START Dataset
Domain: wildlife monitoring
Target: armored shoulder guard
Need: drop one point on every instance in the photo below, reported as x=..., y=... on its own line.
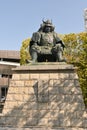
x=36, y=37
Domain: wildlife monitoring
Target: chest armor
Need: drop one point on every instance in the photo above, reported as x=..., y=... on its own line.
x=47, y=39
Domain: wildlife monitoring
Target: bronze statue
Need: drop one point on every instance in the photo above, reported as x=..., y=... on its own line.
x=45, y=45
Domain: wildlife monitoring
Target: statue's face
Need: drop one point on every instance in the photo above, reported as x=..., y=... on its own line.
x=47, y=29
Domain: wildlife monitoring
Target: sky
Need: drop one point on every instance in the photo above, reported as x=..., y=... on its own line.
x=20, y=18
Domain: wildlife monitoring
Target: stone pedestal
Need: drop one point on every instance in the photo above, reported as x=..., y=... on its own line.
x=44, y=96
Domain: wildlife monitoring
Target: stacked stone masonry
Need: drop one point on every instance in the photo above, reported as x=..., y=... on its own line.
x=44, y=97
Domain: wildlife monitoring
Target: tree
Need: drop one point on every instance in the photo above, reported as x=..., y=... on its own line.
x=24, y=51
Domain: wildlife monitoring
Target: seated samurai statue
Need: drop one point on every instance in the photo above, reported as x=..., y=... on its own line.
x=45, y=45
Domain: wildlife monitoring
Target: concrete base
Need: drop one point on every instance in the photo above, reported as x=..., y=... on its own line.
x=44, y=96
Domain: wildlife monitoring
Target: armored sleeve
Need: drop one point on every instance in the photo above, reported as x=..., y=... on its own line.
x=58, y=40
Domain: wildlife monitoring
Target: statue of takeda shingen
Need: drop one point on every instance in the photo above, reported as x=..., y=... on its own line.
x=45, y=45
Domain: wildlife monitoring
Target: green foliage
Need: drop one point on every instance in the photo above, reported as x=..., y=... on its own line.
x=24, y=51
x=75, y=53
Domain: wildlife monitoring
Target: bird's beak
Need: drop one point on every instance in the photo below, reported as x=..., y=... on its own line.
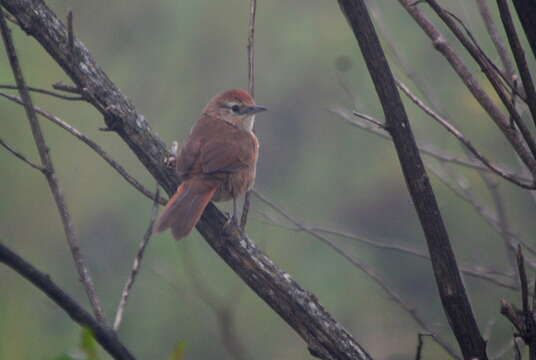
x=250, y=110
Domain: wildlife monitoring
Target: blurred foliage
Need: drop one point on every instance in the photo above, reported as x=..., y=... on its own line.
x=170, y=58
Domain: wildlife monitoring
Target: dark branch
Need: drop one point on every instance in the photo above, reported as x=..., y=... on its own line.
x=325, y=337
x=526, y=10
x=49, y=172
x=104, y=335
x=451, y=289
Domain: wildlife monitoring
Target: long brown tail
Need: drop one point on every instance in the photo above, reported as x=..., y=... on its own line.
x=183, y=210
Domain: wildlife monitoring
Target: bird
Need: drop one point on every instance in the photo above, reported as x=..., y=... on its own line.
x=217, y=162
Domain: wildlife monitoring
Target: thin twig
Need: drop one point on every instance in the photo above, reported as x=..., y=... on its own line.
x=224, y=310
x=50, y=175
x=94, y=146
x=459, y=135
x=487, y=67
x=46, y=92
x=493, y=32
x=420, y=344
x=136, y=264
x=103, y=334
x=251, y=88
x=20, y=156
x=440, y=43
x=70, y=34
x=410, y=309
x=428, y=150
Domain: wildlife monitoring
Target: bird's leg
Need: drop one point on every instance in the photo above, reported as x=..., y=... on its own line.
x=233, y=219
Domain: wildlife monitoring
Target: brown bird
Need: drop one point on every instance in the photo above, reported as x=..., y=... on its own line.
x=217, y=162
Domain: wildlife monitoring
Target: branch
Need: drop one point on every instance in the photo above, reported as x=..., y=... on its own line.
x=487, y=67
x=425, y=149
x=46, y=92
x=519, y=56
x=20, y=156
x=496, y=39
x=93, y=145
x=440, y=44
x=451, y=289
x=526, y=10
x=104, y=335
x=49, y=173
x=458, y=135
x=393, y=294
x=251, y=88
x=325, y=337
x=477, y=272
x=136, y=265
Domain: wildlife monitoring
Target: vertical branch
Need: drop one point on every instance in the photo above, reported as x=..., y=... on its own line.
x=251, y=89
x=451, y=288
x=49, y=172
x=519, y=56
x=136, y=265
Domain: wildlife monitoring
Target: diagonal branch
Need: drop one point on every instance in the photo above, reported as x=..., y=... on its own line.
x=519, y=56
x=451, y=288
x=20, y=156
x=251, y=89
x=324, y=336
x=50, y=174
x=486, y=102
x=93, y=145
x=103, y=334
x=461, y=137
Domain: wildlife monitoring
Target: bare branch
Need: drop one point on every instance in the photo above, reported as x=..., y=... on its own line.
x=93, y=145
x=440, y=43
x=20, y=156
x=251, y=88
x=50, y=175
x=105, y=336
x=394, y=296
x=519, y=56
x=496, y=39
x=46, y=92
x=427, y=149
x=455, y=301
x=458, y=134
x=136, y=264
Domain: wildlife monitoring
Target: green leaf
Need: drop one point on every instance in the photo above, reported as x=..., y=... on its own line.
x=178, y=353
x=88, y=345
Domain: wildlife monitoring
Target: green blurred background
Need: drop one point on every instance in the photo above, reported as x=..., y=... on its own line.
x=170, y=58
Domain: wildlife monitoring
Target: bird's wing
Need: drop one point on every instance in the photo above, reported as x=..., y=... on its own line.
END Dataset
[Aim of the exercise]: Your answer should be each line from the entries that includes the string "branch".

[Solution for this problem]:
Target: dark branch
Target: branch
Target: vertical branch
Target: diagonal branch
Target: bare branch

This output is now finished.